| Selected passage |
···
For purposes of this Section
3.2(a),
any
attempt by an Owner to have the above referenced agreements to which he is
a
party deemed void or unenforceable by a court of law or equity shall be deemed
to be a violation of the Performance Period Requirements with respect to such
Owner.
(b) Additional
Contingent Payment.
In the
event that the Performance Multiple for each Performance Period is greater
than
one, following the completion of the third Performance Period and upon complete
satisfaction of the Performance Period Requirements for each Performance Period,
in addition to the payments called for by Section
3.2(a),
Buyer
shall pay Owner an amount equal to the sum of the maximum Contingent Payment
payable for each Performance Period multiplied by the difference between the
Performance Multiple for the applicable Performance Period and one; provided
that the
aggregate amount of the Contingent Payments and the Additional Contingent
Payment payable for all Performance Periods, shall not exceed, in the aggregate,
$1,500,000 (the “Additional
Contingent Payment Cap”).
Buyer
shall pay the Additional Contingent Payment in cash, shares of Zanett Stock
or a
combination of both, as Buyer shall determine in its sole discretion; provided,
however, that not less than 50% of the Additional Contingent Payment shall
be
paid in cash.
(c) Buyout
Payment.
Notwithstanding Section 3.1 or Section 3.2(a) and (b), Buyer shall have the
option of paying the Buyout Payment, as defined below, prior to the one year
anniversary of the Closing Date. If Buyer shall elect to make the Buyout
Payment, such Buyout Payment shall be deemed to be the “Consideration” for
purposes of this Agreement, and Buyer shall have no further obligation to make
any Contingent Payment or the Additional Contingent Payment to Seller. The
Buyout Payment shall be calculated as follows:
(i) If
Buyer
elects to pay the Buyout Payment on or prior to the six month anniversary of
the
Closing Date, the Buyout Payment shall be a lump sum cash payment of
$750,000.
(ii) If
Buyer
elects to pay the Buyout Payment after the six month anniversary of the Closing
Date, but on or prior to the one year anniversary of the Closing Date, the
Buyout Payment shall be a lump sum cash payment of $1,000,000.
···
| Records provided |
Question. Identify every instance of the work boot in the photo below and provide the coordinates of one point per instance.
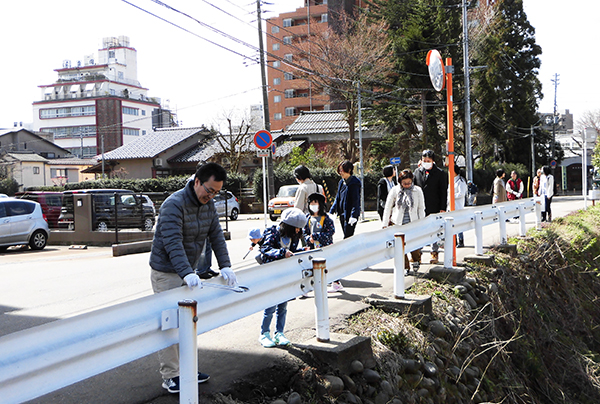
(434, 258)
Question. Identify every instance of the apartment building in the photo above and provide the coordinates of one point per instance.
(97, 105)
(289, 95)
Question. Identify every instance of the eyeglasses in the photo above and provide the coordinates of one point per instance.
(209, 192)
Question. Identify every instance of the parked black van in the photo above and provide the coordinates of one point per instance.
(130, 211)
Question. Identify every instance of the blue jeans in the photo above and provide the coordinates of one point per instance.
(268, 315)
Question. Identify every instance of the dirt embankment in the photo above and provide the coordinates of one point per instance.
(525, 331)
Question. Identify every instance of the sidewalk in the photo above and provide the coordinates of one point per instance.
(232, 354)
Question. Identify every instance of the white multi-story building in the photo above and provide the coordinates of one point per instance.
(99, 105)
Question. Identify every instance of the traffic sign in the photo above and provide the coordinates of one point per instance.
(263, 139)
(437, 73)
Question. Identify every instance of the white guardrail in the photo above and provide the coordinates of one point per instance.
(43, 359)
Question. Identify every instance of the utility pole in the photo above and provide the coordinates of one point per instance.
(362, 169)
(555, 80)
(468, 150)
(270, 176)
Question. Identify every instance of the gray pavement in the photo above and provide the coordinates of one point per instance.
(38, 287)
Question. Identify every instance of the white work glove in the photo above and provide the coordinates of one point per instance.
(192, 280)
(229, 276)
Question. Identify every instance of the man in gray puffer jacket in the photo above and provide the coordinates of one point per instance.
(186, 220)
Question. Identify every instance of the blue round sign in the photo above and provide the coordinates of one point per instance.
(263, 139)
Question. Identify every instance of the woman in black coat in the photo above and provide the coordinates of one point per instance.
(383, 187)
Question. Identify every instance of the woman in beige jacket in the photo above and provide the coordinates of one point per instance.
(405, 203)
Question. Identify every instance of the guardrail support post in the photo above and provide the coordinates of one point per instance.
(479, 232)
(321, 303)
(188, 352)
(522, 228)
(502, 223)
(448, 242)
(399, 251)
(538, 213)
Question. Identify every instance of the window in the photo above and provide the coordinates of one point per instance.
(58, 172)
(130, 111)
(49, 113)
(131, 132)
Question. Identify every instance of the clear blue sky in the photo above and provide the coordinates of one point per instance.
(202, 80)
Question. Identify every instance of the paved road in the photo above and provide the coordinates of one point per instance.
(38, 287)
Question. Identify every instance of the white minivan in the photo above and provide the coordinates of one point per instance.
(22, 222)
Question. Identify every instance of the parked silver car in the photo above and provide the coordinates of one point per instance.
(233, 206)
(22, 222)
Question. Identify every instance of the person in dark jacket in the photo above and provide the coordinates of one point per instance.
(280, 242)
(347, 200)
(384, 186)
(187, 219)
(434, 184)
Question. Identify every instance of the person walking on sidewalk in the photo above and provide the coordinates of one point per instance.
(280, 242)
(432, 180)
(320, 228)
(547, 192)
(514, 187)
(405, 204)
(460, 193)
(498, 187)
(384, 186)
(187, 219)
(307, 187)
(346, 204)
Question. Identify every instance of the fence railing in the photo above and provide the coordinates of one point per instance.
(43, 359)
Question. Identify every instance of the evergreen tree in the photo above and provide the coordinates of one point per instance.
(415, 28)
(506, 92)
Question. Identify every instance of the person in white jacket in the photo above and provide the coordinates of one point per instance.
(405, 203)
(460, 193)
(546, 192)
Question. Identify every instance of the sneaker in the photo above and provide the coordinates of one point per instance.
(281, 340)
(266, 341)
(336, 286)
(172, 385)
(434, 258)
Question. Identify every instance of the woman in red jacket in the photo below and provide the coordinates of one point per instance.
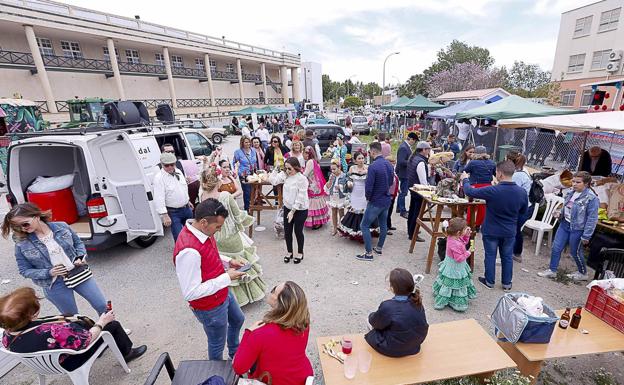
(275, 348)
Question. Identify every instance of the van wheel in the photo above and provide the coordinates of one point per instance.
(142, 242)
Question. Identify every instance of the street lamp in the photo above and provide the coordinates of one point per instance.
(383, 84)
···
| What to do |
1) Please copy the rows exactly, starting at the line that contains "Question. Identify every instance of the street" and ending with the last line of the rows, both included.
2) Resume the contract passage on contingent and buyout payments from where it stops.

| Answers |
1)
Question. Identify every instance of the street lamp in the photo above and provide the coordinates of one point per instance.
(383, 84)

2)
3.3 Accounting
Procedures of the Company. Unless
otherwise agreed to in writing by the parties, all financial statements for
the
Business for all times from and after the Closing shall be prepared separately
in accordance with GAAP applied on a basis consistent with Seller’s past
practices in a manner such that Adjusted Income, Revenue, any Contingent
Payment, Additional Contingent Payment, and all matters relating to the
calculation of Adjusted Income, Revenue and any Contingent Payment, Additional
Contingent Payment (including the determination with respect to capitalization
or expense of various items and related depreciation or amortization periods,
reserve methods for accounts receivable and inventory, and the treatment of
other unusual or extraordinary items) shall be determined in accordance with
Seller’s past practices. The parties agree that any changes in GAAP accounting
rules from and after the date hereof shall not affect the calculation of any
contingent payment. The parties shall use the GAAP rules, regulations and
standards in effect as of the date hereof as a basis for calculation of all
contingent payments.
3.4 Determination
of Working Capital Adjustment.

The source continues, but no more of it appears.